Aired February 20, 2001 - 8:33 a.m. ET


COLLEEN MCEDWARDS, CNN ANCHOR: Robert Philip Hanssen has been arrested. He was arrested on Sunday. He is accused of having been a spy for Russia over a 15-year period. He's a 27-year veteran of the FBI, and most recently has been working in the State Department.

And CNN's Jeanne Meserve is in Washington right now with the very latest on this.

Hi, Jeanne.

JEANNE MESERVE, CNN CORRESPONDENT: Hi, Colleen. We've been talking to Kelli Arena, also David Ensor, who have been working this story for us. This is the information they've come up with.

The officials got wise to Hanssen from some KGB documents which they obtained through surreptitious means. These documents told them that they had a mole in their midst. It pointed them to Hanssen. They had him under observation for more than four months before arresting him Sunday night in a northern Virginia location.

He had made a dead drop there. That means he was dropping classified information, they say, at a park there. That was a prearranged location where the Russians would later pick it up.

He was, we are told, a counterintelligence expert for the FBI. He had the highest security clearance. We do not know yet the exact nature of all of the charges against him. But as someone working in counterintelligence, here are some of the things they believe he could have done.

- _Source data_

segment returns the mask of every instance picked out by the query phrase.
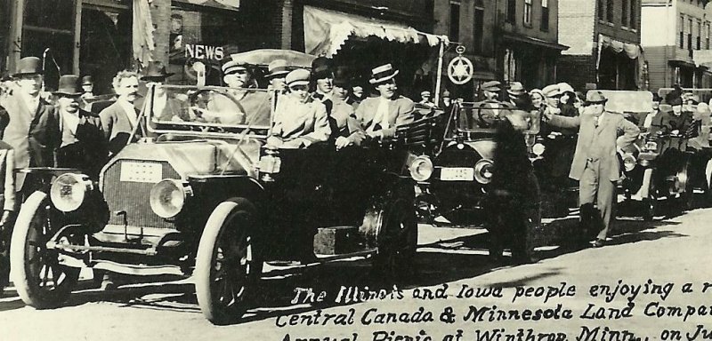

- _Short exercise_
Repeat the passage of the news transcript from "COLLEEN MCEDWARDS, CNN" to "latest on this." word for word. Answer from the text alone.

- _Worked solution_
COLLEEN MCEDWARDS, CNN ANCHOR: Robert Philip Hanssen has been arrested. He was arrested on Sunday. He is accused of having been a spy for Russia over a 15-year period. He's a 27-year veteran of the FBI, and most recently has been working in the State Department.

And CNN's Jeanne Meserve is in Washington right now with the very latest on this.